** Start of Rows **

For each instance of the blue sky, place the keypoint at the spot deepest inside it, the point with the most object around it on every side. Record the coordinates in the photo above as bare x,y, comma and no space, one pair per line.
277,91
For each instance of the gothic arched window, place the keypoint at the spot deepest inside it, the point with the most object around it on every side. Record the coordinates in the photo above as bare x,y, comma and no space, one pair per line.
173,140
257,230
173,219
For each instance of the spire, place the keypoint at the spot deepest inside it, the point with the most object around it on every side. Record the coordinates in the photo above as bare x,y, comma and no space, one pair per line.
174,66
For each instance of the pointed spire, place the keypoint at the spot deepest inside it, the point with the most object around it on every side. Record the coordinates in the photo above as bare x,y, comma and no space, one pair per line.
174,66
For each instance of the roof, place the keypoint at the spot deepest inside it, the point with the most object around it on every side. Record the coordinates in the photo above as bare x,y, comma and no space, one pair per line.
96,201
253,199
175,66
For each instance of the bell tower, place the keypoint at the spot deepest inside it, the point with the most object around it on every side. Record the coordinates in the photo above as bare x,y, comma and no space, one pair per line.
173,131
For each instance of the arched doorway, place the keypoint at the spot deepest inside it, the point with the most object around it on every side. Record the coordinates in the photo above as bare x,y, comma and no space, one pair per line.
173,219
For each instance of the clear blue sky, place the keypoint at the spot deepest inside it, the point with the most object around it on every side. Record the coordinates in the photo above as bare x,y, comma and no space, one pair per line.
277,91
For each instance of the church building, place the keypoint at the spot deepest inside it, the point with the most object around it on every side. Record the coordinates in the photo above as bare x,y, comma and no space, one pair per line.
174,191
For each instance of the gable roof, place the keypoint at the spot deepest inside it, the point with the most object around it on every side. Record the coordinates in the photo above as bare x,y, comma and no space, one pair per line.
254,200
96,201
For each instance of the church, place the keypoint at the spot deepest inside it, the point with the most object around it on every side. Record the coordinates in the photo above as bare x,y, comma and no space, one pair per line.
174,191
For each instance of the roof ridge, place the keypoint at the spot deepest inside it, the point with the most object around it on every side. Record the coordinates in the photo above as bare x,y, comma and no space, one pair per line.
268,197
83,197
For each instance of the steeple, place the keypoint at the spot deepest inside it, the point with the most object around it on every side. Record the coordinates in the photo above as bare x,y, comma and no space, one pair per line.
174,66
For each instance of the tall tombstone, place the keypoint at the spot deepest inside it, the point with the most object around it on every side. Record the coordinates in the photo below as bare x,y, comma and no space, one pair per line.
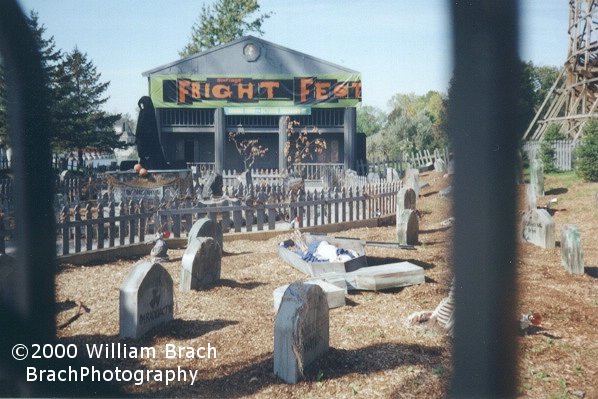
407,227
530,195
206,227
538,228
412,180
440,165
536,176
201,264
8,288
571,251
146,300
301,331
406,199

** End of Rows **
** Start of Rows **

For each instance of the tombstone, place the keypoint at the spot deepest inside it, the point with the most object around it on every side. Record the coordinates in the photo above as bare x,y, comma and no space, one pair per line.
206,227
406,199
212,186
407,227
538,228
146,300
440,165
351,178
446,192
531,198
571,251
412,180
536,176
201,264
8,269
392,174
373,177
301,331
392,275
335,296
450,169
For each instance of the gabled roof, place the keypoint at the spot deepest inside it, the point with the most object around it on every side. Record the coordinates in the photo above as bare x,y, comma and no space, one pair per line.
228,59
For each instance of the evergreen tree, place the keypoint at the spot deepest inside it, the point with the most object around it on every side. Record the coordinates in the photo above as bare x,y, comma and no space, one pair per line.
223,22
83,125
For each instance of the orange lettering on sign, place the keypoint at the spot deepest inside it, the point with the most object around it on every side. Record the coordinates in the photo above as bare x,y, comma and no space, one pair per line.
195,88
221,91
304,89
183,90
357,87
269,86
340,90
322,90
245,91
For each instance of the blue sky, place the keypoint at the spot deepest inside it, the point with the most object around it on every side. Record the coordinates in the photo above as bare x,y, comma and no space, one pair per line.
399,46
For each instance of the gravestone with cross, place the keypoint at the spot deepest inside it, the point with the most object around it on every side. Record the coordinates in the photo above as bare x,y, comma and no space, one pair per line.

** End of Rows **

◆ The exercise ◆
Find each line in the records above that contains the string "roof", and copy those lines out. Case counts.

◆ Complete answer ◆
For each instance of the roof, place the keypoint at the spot deepest inside it, the point with the most object around it on every side. Record the coordinates in the photo above as bare x,y, comma and no space, one pair per line.
For each instance of the gable roof, place the keypoint at the spot deepest inside it, the point with the most object around it on every side. Record the coordinates in the photo above as bare x,y, comma and no space, one pair per line.
For each instance of the roof ridge, place the keypoint at the spot deepest inside it, the point with the most object around it on every side. Record the coordinates in the photo above as bare x,y, comma and no space, one pair per line.
For each instance of the gabled roof, place the keypoint at the spot deepest inside it, the point with the most object around it on every side. Record the coordinates in the photo above as bare x,y, comma and no space, one pair per line.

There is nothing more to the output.